Task details:
Rewrite every line of the data, starting with the line containing "Locate every lamp post base" and going on through the line containing "23 127 40 132", and add -94 to each bounding-box coordinate in the answers. Leave every other line unchanged.

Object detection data
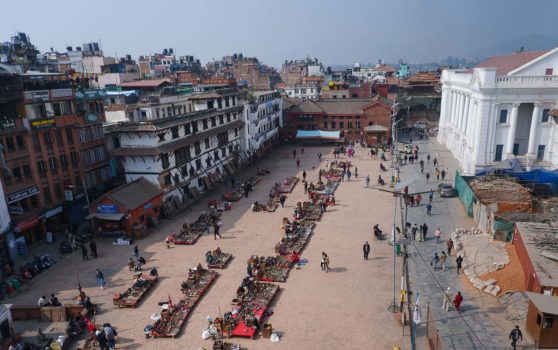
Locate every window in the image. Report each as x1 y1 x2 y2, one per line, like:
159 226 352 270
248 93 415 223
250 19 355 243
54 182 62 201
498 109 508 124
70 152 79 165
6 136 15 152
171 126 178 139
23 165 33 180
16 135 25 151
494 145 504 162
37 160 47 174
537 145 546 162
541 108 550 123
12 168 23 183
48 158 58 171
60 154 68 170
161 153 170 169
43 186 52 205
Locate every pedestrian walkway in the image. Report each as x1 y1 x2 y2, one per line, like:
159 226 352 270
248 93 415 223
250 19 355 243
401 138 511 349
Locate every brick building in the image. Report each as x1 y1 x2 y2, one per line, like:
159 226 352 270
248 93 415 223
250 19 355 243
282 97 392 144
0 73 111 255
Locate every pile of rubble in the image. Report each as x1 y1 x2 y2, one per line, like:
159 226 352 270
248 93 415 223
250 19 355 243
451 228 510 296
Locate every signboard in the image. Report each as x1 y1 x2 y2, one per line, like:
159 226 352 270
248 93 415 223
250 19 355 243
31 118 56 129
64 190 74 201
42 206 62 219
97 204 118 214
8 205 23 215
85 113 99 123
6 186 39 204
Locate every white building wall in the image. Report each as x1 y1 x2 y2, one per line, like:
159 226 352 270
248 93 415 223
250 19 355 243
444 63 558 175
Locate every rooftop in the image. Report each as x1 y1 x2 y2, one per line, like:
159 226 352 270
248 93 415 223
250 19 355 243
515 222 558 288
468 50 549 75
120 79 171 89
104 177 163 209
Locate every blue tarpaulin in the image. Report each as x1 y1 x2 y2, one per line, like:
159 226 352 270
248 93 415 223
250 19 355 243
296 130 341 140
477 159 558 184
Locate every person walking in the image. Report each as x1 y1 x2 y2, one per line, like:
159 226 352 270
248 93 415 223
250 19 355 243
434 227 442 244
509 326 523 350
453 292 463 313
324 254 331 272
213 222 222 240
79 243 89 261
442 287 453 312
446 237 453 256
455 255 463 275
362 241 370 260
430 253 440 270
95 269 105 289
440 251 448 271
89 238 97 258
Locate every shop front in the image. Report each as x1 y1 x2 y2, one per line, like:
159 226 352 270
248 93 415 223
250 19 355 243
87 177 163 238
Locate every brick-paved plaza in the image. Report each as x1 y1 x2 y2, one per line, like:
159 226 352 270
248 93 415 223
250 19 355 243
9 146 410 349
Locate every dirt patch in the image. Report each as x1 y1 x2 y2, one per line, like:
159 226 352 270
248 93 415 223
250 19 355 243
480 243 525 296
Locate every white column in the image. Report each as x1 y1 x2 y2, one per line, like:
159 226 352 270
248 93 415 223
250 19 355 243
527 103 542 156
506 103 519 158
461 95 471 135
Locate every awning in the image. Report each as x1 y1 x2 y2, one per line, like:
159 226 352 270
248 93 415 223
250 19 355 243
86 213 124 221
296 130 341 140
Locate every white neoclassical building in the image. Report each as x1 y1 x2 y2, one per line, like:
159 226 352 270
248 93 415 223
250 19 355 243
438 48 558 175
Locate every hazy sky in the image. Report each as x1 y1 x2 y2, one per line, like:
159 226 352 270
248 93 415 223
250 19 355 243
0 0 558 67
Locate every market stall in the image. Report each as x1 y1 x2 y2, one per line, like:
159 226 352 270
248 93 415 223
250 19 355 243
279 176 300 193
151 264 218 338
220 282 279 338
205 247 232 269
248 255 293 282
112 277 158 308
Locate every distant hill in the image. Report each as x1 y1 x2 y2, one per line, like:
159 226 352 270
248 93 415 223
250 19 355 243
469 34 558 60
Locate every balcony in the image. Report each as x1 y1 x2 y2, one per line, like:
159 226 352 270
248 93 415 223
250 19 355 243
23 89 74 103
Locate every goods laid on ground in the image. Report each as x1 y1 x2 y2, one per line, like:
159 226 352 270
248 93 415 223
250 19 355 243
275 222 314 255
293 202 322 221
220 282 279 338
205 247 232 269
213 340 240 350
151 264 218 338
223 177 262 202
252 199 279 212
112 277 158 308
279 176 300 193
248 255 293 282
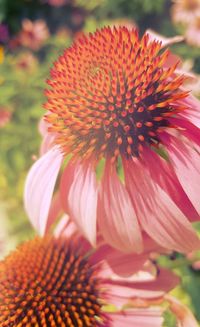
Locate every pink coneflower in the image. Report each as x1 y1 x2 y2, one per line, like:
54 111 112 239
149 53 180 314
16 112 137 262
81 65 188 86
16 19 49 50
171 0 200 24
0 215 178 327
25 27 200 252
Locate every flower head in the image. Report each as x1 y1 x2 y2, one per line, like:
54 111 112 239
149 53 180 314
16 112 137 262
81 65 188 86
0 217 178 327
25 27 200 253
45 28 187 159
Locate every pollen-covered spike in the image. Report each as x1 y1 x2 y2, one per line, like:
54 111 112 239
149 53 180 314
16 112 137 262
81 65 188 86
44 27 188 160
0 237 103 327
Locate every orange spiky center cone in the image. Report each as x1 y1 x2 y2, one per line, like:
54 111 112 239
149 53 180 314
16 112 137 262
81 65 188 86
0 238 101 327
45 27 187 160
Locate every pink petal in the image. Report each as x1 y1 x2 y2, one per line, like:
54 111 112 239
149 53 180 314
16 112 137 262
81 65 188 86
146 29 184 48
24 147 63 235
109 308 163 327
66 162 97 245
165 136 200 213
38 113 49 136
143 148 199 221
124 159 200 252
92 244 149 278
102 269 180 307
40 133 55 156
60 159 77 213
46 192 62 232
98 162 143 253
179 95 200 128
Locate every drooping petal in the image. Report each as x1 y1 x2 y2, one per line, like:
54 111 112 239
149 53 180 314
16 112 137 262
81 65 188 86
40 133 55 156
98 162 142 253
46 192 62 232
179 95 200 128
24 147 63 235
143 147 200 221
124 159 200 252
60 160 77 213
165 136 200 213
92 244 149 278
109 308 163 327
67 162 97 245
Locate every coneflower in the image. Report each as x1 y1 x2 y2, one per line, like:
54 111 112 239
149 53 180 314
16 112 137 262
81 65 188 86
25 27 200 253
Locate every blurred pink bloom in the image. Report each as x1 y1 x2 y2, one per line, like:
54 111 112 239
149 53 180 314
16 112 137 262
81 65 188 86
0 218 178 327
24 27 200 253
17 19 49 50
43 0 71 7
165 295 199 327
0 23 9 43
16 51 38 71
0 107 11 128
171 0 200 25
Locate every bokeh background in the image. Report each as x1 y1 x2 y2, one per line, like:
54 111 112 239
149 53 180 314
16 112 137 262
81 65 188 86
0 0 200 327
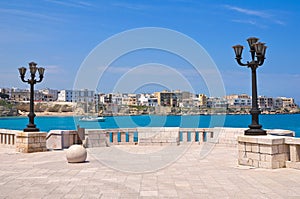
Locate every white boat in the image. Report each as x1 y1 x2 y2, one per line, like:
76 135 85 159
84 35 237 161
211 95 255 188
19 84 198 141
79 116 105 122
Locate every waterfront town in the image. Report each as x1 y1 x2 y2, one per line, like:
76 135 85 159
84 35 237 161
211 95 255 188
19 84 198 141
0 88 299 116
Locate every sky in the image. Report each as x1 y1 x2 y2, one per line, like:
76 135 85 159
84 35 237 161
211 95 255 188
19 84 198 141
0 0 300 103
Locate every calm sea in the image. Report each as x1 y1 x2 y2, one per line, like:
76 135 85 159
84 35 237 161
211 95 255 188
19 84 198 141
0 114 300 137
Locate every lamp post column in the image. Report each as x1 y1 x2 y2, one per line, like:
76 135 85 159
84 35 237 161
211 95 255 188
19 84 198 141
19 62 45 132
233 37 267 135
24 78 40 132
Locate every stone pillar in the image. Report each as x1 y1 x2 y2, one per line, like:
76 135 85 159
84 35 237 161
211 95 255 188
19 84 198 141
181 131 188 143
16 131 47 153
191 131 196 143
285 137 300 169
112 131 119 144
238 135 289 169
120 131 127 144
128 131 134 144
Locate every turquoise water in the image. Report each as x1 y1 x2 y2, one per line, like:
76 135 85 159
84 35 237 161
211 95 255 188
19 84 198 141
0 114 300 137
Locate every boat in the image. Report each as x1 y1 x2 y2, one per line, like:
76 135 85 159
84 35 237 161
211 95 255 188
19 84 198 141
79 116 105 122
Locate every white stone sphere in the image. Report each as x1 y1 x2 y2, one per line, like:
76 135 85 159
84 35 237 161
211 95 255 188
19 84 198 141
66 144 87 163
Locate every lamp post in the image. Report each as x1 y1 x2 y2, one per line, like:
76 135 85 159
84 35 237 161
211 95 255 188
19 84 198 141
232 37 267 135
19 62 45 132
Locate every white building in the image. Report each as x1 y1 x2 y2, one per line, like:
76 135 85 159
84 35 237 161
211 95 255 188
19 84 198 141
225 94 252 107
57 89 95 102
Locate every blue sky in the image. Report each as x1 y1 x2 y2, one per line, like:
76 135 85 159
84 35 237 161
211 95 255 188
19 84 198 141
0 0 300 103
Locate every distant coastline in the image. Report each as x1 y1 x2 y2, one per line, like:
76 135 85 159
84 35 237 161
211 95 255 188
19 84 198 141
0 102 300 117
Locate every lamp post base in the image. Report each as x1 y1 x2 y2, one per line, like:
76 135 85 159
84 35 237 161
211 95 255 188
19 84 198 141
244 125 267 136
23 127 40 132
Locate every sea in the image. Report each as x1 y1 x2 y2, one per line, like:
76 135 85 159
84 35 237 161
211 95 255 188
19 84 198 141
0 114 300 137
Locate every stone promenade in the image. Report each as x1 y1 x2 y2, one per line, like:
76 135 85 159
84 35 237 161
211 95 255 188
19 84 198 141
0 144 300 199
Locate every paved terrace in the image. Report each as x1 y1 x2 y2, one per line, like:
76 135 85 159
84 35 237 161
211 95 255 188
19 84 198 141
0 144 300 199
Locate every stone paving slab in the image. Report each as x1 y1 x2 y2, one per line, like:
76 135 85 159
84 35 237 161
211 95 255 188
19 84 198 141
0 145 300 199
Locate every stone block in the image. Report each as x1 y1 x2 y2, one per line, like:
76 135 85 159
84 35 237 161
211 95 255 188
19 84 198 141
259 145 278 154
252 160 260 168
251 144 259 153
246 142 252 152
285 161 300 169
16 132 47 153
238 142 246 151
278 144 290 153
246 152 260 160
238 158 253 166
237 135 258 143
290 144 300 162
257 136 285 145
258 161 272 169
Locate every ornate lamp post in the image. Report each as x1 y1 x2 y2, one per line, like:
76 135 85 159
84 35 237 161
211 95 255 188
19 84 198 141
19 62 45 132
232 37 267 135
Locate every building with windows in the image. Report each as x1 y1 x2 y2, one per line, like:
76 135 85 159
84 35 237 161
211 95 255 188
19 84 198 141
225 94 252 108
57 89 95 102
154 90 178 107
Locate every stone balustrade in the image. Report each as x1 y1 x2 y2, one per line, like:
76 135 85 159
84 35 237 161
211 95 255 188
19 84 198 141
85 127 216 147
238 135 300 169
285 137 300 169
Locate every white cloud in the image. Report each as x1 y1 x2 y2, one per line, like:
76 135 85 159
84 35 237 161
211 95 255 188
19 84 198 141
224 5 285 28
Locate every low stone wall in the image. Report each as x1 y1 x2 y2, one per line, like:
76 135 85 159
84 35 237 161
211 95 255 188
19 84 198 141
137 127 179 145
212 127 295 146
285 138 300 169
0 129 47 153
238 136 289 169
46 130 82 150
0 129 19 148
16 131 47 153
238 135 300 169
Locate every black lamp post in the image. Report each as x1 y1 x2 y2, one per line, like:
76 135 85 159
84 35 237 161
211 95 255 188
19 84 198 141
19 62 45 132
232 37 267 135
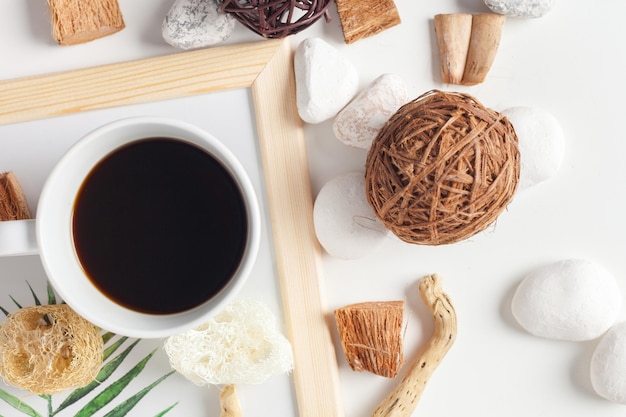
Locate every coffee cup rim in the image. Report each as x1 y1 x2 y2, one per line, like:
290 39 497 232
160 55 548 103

Final result:
Locate every lamp post base in the image. Report each as x1 y1 x2 y2, one per line, like:
76 135 85 159
84 35 237 161
211 95 255 188
19 84 198 141
150 31 173 42
-71 33 -54 38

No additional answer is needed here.